* **What you need to do**:
Output the listing exactly, leaving nothing out.

* **Information provided**:
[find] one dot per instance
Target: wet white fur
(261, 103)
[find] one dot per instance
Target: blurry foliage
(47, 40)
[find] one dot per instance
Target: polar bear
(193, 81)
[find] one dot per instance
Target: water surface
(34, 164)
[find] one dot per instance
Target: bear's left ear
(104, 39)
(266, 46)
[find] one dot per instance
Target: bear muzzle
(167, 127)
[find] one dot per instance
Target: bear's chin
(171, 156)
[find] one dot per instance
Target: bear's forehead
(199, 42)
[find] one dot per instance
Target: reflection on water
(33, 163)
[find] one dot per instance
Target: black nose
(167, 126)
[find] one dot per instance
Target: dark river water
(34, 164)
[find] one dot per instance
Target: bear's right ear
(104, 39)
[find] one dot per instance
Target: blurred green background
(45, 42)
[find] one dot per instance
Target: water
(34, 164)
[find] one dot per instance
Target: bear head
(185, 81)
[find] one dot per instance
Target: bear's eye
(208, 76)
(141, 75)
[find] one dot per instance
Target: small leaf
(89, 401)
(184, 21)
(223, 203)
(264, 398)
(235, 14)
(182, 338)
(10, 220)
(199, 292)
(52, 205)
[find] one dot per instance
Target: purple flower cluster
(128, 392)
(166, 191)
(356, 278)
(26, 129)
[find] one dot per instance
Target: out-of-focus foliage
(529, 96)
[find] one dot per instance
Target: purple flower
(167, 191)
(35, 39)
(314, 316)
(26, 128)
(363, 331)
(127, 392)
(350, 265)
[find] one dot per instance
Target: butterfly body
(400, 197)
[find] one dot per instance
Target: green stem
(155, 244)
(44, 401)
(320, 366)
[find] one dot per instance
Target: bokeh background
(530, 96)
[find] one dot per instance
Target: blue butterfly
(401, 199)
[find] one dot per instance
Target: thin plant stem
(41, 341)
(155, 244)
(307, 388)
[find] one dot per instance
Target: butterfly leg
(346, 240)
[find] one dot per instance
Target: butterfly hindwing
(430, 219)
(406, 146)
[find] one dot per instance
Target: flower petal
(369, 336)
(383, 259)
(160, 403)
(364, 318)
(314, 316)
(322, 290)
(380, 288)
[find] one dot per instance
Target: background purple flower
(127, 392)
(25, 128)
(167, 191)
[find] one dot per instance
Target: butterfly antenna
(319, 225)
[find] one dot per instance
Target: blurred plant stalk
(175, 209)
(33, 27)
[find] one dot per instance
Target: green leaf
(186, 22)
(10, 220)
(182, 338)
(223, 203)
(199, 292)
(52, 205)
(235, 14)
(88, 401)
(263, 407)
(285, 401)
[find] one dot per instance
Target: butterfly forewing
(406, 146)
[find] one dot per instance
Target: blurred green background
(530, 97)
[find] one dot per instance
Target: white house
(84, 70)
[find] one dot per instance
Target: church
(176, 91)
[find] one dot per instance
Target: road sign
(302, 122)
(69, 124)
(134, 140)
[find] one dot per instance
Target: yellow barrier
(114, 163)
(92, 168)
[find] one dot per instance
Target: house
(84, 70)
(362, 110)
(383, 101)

* **Exercise answer**:
[find] one dot per instance
Target: wet white fur
(261, 103)
[find] one dot per instance
Target: blurry foliage
(47, 40)
[find] one dot per instance
Target: polar bear
(193, 81)
[find] one dot per instance
Target: water surface
(34, 164)
[find] one dot per instance
Target: bear's left ear
(104, 39)
(266, 46)
[find] one dot per instance
Target: bear muzzle
(167, 127)
[find] one dot per instance
Target: bear's chin
(171, 156)
[find] one dot per instance
Target: bear's forehead
(199, 42)
[find] one dot per instance
Target: reflection on water
(33, 163)
[find] one dot per instance
Target: black nose
(167, 126)
[find] one dot per instance
Target: dark river water
(34, 164)
[find] one dot per instance
Target: bear's right ear
(104, 39)
[find] one dot per instance
Target: blurred green background
(45, 42)
[find] one dot per instance
Target: water
(34, 164)
[find] one dot per instance
Target: bear head
(185, 81)
[find] one dot per instance
Target: bear's eye
(208, 76)
(141, 75)
[find] one dot per instance
Target: small leaf
(89, 401)
(184, 21)
(223, 203)
(264, 398)
(235, 14)
(182, 338)
(10, 220)
(199, 292)
(52, 205)
[find] one dot per instance
Target: purple flower cluster
(128, 392)
(166, 191)
(356, 278)
(26, 129)
[find] one dot per instance
Target: out-of-focus foliage
(529, 96)
[find] one dot per instance
Target: purple flower
(167, 191)
(35, 39)
(314, 316)
(26, 128)
(363, 331)
(127, 392)
(350, 265)
[find] one dot per instance
Target: butterfly body
(400, 197)
[find] one dot per instance
Target: green stem
(155, 244)
(44, 401)
(320, 366)
[find] one dot per instance
Target: bokeh background
(530, 96)
[find] one dot per instance
Target: blue butterfly
(401, 199)
[find] one dot per instance
Target: thin plant stem
(41, 341)
(155, 244)
(307, 388)
[find] one dot per instance
Target: butterfly leg
(346, 240)
[find] one dot per instance
Target: butterfly hindwing
(430, 219)
(406, 146)
[find] one dot per instance
Target: flower petal
(369, 336)
(383, 259)
(160, 403)
(364, 318)
(314, 316)
(322, 290)
(380, 288)
[find] one dot per instance
Target: background purple flower
(127, 392)
(25, 128)
(167, 191)
[find] one dot per instance
Target: butterfly antenna
(319, 225)
[find] one dot per instance
Target: blurred plant stalk
(175, 209)
(33, 27)
[find] one dot per instance
Target: green leaf
(186, 22)
(10, 220)
(182, 338)
(223, 203)
(199, 292)
(52, 205)
(235, 14)
(88, 401)
(263, 407)
(285, 401)
[find] one dot per instance
Target: butterfly forewing
(406, 146)
[find] one dot per instance
Target: blurred green background
(530, 97)
[find] one dot per instance
Target: white house
(84, 70)
[find] one dot per instance
Target: church
(176, 91)
[find] one dot per instance
Target: road sign
(302, 122)
(69, 124)
(134, 140)
[find] one dot per instance
Target: yellow barrier
(114, 163)
(92, 168)
[find] one dot per instance
Target: house
(84, 70)
(362, 110)
(383, 101)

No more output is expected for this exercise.